━━━━━ Records supplied ━━━━━

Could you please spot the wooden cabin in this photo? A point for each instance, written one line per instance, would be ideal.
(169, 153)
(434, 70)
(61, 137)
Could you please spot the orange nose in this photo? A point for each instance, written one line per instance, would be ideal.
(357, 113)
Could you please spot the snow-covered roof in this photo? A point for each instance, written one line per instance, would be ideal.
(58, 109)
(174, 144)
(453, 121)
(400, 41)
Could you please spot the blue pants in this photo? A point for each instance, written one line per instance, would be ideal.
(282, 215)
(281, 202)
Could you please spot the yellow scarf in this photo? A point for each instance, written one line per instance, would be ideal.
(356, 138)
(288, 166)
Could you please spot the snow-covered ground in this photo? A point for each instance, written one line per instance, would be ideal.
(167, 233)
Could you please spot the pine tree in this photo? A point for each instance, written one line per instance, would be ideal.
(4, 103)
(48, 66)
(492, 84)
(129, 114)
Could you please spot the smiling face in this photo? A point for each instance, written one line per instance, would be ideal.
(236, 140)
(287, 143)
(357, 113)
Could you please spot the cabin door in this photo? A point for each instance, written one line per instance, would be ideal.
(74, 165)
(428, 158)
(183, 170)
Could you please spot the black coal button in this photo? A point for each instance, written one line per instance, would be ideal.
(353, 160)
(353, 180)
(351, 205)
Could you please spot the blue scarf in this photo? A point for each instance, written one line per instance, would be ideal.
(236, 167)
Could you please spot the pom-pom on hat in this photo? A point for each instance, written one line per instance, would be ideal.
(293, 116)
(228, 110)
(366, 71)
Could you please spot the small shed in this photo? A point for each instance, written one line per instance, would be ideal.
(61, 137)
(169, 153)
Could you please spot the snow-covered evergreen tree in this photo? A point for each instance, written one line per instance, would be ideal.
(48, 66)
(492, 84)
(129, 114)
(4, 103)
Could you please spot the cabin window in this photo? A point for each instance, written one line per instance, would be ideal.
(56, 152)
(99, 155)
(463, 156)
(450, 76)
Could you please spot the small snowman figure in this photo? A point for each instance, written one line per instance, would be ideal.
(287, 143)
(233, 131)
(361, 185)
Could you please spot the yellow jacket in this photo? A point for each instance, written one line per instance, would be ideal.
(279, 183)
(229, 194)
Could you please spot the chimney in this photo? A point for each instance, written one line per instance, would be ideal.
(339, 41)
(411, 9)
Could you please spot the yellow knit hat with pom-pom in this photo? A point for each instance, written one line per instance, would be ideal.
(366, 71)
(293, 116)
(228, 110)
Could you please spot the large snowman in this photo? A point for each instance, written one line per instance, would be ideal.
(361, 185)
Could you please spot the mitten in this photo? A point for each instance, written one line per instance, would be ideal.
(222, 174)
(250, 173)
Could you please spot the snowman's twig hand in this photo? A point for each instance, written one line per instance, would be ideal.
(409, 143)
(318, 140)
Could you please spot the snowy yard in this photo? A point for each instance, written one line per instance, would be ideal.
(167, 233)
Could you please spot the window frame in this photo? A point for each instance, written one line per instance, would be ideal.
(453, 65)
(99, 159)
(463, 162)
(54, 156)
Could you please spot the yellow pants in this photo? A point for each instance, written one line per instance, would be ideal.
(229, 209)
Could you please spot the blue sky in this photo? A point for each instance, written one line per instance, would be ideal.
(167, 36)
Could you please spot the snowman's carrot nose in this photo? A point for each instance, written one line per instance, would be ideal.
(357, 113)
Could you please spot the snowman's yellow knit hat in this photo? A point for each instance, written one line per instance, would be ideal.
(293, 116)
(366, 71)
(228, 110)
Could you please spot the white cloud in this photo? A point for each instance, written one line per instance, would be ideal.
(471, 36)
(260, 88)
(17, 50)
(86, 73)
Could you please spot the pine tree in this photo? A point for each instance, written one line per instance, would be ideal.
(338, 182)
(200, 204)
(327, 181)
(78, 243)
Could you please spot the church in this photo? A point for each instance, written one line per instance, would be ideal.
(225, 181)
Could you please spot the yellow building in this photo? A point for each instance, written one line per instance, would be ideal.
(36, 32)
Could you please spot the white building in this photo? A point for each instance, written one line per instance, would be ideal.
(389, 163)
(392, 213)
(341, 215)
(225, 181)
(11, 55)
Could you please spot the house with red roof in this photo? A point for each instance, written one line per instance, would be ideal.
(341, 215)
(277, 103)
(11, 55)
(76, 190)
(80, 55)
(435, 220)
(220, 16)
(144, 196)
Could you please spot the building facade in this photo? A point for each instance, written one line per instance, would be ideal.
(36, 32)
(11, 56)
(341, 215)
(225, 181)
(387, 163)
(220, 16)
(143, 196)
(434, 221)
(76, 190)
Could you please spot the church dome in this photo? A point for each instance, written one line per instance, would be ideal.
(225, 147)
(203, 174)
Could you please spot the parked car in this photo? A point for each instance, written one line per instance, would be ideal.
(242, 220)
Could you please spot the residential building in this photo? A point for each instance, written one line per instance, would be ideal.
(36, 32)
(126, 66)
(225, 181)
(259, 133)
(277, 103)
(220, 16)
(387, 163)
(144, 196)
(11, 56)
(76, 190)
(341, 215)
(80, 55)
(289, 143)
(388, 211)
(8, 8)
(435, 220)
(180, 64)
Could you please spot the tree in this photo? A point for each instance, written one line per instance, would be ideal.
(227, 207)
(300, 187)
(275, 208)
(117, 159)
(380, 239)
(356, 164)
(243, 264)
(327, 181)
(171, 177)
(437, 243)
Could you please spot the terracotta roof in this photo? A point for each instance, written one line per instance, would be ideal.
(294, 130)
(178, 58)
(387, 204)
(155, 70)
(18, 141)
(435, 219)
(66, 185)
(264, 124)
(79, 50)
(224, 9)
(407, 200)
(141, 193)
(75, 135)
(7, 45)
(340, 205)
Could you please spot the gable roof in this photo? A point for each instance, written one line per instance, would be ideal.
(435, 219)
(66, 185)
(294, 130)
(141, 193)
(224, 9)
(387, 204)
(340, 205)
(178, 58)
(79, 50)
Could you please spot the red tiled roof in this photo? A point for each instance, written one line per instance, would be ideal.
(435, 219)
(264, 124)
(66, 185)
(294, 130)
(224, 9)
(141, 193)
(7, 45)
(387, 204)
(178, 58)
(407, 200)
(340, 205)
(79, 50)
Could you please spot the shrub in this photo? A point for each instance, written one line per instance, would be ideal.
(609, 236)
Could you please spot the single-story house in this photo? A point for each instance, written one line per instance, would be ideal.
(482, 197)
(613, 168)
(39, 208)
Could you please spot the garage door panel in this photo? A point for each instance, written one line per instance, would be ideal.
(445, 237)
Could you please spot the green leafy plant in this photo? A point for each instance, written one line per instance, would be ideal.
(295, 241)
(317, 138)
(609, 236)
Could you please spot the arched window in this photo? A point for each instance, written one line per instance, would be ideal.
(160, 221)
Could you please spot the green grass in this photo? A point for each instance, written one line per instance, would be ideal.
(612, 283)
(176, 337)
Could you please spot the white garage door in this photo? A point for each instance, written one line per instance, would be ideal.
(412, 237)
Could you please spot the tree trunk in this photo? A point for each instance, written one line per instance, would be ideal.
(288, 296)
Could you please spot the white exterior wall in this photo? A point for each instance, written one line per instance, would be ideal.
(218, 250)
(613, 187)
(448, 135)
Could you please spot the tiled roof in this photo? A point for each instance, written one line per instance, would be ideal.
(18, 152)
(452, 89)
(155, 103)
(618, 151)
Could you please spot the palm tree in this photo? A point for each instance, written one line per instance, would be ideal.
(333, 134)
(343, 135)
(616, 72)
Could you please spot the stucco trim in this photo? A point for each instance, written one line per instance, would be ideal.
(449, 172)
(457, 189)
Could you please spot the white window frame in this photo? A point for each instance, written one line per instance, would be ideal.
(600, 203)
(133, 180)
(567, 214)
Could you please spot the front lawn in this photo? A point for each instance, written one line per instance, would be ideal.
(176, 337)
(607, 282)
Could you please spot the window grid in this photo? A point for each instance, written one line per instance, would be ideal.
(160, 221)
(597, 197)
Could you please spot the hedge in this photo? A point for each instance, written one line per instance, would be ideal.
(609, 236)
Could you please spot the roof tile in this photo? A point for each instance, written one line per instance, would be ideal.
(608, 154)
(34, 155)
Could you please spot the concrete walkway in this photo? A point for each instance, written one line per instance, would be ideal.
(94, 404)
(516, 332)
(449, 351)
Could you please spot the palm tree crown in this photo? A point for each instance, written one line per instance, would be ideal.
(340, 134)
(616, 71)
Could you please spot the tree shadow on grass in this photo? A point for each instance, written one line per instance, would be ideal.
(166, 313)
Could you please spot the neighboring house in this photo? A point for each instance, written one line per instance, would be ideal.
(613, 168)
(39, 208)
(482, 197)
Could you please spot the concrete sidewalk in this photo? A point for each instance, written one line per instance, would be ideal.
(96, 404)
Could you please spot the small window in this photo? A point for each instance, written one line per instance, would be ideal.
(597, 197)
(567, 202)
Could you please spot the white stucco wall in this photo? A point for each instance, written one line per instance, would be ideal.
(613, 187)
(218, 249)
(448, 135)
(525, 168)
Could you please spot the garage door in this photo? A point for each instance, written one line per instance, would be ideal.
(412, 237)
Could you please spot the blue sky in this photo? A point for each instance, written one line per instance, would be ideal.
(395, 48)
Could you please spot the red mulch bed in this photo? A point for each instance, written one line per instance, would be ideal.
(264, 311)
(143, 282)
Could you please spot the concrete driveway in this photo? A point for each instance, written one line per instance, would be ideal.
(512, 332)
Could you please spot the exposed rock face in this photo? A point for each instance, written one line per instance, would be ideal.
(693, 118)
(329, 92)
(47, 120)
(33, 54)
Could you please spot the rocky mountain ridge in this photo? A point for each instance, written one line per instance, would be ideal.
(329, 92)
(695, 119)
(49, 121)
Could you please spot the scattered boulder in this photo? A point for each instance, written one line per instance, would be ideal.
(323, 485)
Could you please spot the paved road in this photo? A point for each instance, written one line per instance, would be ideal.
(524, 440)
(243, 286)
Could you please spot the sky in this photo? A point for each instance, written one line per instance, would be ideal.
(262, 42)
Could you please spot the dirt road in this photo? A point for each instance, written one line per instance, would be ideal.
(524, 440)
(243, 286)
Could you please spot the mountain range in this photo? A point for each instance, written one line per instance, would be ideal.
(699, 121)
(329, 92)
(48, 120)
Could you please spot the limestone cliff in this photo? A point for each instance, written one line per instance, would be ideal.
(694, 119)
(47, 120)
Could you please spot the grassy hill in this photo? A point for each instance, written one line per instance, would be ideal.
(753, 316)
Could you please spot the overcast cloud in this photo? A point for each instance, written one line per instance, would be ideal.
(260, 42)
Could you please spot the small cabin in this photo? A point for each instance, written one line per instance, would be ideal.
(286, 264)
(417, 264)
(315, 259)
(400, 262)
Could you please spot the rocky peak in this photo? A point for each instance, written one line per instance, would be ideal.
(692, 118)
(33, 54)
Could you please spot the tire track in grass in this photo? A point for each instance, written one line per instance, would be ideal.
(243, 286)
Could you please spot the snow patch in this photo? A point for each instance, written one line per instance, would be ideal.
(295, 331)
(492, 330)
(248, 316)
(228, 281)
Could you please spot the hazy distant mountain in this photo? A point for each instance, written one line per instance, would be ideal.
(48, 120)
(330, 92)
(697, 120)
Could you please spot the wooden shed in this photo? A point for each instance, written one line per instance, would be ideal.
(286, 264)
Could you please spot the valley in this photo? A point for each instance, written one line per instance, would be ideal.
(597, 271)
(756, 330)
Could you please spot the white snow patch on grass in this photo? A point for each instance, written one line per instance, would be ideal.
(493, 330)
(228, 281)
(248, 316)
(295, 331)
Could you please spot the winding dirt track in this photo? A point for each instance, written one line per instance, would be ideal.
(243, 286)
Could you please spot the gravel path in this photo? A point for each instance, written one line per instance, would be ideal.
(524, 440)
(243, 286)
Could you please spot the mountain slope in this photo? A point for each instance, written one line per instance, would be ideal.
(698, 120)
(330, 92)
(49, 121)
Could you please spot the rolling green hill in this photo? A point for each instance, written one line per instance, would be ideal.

━━━━━

## Work request
In the listing above, find the line with "Could you please spot the valley", then copy it and every later line exactly, through the last line, and nothing else.

## Answer space
Could you please spot the valley in this photo? A point for each instance, written one line per instance, would be ideal.
(597, 271)
(756, 330)
Could you please spot the white snow patch on grass in this photo? A point for each instance, written one line per instance, would be ideal.
(493, 330)
(228, 281)
(248, 316)
(295, 331)
Could you please spot the winding dirt track in this photo? A point for each instance, written one line per instance, would be ideal.
(243, 286)
Could you please spot the gravel path in this photo? A point for each instance, written one line per instance, would be ideal.
(524, 440)
(243, 286)
Could you please spot the mountain slope in this photo? A point for each instance, written one line per instance, would be ideal.
(698, 120)
(330, 92)
(49, 121)
Could you please spot the rolling green hill in this photo? A point for each instance, written one line per instance, would be ideal.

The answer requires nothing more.